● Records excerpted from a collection
========================================
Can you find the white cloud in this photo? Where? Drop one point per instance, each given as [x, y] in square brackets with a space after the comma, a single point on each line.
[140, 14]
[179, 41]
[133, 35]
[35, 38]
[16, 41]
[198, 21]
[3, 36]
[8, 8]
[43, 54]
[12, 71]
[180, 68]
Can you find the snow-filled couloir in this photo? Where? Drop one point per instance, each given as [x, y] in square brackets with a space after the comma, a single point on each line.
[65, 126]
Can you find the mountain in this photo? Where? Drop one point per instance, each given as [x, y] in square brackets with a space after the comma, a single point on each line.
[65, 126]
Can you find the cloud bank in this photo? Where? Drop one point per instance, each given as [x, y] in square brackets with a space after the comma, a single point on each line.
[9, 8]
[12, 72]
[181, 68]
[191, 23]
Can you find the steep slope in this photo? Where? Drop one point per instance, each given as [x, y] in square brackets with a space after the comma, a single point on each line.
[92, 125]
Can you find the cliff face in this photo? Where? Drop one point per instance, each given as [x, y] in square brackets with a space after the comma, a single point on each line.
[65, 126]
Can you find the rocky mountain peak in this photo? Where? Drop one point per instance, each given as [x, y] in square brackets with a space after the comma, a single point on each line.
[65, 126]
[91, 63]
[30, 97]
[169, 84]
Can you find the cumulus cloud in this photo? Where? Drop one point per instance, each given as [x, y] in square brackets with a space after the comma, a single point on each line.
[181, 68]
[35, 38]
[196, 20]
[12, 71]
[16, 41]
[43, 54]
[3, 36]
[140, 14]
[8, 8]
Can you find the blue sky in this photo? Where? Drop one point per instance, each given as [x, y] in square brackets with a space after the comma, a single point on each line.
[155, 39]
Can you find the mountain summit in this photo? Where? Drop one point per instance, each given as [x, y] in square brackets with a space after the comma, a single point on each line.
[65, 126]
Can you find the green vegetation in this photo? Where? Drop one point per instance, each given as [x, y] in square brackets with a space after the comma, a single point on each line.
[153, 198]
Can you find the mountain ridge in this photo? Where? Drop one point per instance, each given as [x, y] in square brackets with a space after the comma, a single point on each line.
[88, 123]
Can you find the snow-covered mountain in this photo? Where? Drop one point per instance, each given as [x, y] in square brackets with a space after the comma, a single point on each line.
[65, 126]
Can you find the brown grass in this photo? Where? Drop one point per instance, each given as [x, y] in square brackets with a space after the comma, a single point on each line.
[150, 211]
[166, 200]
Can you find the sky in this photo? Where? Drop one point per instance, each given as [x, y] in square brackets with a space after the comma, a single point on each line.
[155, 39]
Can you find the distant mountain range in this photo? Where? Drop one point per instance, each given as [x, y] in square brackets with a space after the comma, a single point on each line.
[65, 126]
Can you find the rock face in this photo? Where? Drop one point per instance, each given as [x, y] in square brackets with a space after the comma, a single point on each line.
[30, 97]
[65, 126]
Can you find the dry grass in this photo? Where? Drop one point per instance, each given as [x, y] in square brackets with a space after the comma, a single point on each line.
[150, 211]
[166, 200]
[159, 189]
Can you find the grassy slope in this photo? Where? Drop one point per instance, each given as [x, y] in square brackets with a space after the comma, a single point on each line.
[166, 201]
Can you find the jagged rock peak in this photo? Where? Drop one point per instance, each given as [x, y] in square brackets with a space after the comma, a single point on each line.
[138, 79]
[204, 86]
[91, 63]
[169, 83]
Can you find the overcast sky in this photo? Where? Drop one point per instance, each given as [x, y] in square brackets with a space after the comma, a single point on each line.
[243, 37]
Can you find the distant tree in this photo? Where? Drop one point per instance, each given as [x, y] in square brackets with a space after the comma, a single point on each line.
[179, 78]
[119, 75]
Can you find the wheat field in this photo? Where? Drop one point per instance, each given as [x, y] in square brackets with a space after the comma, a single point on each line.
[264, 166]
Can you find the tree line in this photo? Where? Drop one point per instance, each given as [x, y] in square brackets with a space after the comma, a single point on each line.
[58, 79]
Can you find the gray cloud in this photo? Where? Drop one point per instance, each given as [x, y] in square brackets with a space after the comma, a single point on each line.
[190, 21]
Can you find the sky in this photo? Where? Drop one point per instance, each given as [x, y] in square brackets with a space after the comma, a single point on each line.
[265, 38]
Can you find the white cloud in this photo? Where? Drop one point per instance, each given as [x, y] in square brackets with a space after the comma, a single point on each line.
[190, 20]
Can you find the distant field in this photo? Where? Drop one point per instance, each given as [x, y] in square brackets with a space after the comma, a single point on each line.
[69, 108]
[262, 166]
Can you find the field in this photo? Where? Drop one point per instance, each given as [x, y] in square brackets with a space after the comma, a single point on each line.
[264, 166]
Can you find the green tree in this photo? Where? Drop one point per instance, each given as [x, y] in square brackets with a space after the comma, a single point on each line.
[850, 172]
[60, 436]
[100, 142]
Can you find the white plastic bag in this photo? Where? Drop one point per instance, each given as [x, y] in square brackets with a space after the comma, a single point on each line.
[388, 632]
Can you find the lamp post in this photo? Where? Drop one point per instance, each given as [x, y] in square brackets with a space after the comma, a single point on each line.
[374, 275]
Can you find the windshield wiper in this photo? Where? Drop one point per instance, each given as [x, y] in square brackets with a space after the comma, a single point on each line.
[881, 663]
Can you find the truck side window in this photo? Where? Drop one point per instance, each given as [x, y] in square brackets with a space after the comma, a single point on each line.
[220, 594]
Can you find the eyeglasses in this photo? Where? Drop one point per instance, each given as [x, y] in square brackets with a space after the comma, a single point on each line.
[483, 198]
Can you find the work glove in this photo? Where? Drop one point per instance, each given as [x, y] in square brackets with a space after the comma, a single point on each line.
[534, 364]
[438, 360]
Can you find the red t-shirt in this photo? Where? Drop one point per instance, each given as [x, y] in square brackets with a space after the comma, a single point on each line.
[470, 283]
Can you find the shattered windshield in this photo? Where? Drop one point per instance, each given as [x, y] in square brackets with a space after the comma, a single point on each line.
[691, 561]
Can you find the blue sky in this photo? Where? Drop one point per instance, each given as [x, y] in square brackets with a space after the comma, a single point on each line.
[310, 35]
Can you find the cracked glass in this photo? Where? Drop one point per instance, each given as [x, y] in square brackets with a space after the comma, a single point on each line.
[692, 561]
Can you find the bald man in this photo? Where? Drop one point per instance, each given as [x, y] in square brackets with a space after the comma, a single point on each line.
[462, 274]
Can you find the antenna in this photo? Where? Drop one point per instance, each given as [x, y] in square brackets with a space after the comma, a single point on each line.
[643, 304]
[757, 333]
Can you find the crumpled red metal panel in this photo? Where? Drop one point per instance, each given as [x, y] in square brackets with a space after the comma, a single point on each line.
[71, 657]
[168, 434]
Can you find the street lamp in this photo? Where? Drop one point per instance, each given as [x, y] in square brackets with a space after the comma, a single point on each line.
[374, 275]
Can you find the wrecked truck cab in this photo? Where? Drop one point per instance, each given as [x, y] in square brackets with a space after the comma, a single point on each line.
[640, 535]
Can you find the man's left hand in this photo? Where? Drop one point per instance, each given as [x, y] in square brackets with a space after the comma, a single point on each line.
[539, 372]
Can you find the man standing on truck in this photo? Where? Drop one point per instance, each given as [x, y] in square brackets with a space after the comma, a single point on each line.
========================================
Copy the material verbatim, beginning at the line containing "Can you find the wrecked" and continuing through its final line.

● Final result
Can you find the wrecked truck cab in this photo? Where? Drop one point per instance, each given as [x, y] in square brackets with a space after the comma, a single point on each line.
[640, 535]
Can you find the man's left hand in this photo? Where? Drop one point per instance, each given as [x, y] in square brackets with a space after the comma, a single point on each line.
[539, 372]
Can you find the man standing on truck in this photo? Where? Drop one point per instance, each given as [x, y] in square brackets with a space after the comma, a single point on each line.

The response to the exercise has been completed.